-- Artikel yang Dikaji --
- - -

Pengusaha Protes Rencana Bea Tambahan 200% terhadap Keramik China

by -144 Views
Pengusaha Protes Rencana Bea Tambahan 200% terhadap Keramik China

Jakarta, CNBC Indonesia – Rencana pengenaan bea masuk tambahan berupa bea masuk anti dumping (BMAD) sekitar 100-199% atas keramik impor asal China ternyata mendapat kritik pedas. Kritik, bahkan penolakan itu datang dari anggota Komisi VI DPR, pengusaha pemasok bahan bangunan, juga Ekonom Senior INDEF Faisal Basri.

Rencana pengenaan BMAD itu juga disebut berpotensi digugat lewat mekanisme WTO. Juga dikhawatirkan menimbulkan reaksi balasan dari China.

Hanya saja, pengusaha di dalam negeri bergeming. Tetap mendesak pemerintah segera menetapkan pemberlakuan BMAD. Ketua Umum Asosiasi Aneka Keramik Indonesia (Asaki) Edy Suyanto mengatakan, negara lain menerapkan kebijakan yang sama. Sehingga, menurutnya, berlebihan jika pengenaan BMAD oleh Indonesia kemudian disebut akan memicu balasan dari China.

“Negara-negara maju seperti Amerika Serikat, Negara Uni Eropa, Timur Tengah telah melakukan hal serupa terhadap produk keramik asal China untuk melindungi industri keramik dalam negerinya. Dan ternyata sampai sekarang tidak ada keberatan maupun tuntutan balik oleh China ke WTO. Karena memang terbukti praktik dumping tersebut,” katanya kepada CNBC Indonesia, Selasa (16/7/2024).

Langkah sejumlah negara yang telah melakukan dumping seharusnya bisa menjadi patokan bagi Indonesia untuk melakukan langkah serupa. Pasalnya, keramik China bakal terus membanjiri Indonesia jika tidak ada langkah tegas.

- - -

-- Daftar yang Ditampilkan --

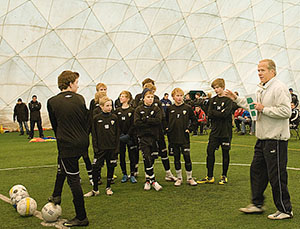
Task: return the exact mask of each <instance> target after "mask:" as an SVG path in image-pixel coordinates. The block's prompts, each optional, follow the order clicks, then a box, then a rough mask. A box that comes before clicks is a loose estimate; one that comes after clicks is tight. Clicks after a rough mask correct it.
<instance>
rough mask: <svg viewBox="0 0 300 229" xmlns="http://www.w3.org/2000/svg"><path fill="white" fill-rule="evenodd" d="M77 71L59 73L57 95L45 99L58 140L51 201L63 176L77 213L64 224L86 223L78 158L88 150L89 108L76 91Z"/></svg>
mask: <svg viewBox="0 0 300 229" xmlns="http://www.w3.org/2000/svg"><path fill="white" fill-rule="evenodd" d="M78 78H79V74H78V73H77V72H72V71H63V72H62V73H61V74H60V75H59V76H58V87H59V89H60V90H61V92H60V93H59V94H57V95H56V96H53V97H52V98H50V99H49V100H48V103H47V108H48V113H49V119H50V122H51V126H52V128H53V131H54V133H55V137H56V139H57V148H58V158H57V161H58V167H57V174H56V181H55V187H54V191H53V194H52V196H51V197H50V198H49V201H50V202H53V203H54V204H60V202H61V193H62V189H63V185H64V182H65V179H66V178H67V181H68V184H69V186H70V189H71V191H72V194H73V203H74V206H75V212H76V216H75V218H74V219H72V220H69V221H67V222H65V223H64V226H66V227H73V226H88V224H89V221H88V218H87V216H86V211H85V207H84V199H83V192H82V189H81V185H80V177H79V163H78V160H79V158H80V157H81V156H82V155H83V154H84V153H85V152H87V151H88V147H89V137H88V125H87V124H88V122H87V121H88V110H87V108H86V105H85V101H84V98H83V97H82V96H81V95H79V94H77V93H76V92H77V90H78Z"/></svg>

- - -

-- Perintah --
Menurut artikel tentang rencana bea masuk anti dumping atas keramik China, siapa yang menjabat Ketua Umum Asosiasi Aneka Keramik Indonesia (Asaki)? Mohon gunakan artikel ini saja sebagai dasar jawaban.

-- Hasil Tugas Ini --
Edy Suyanto.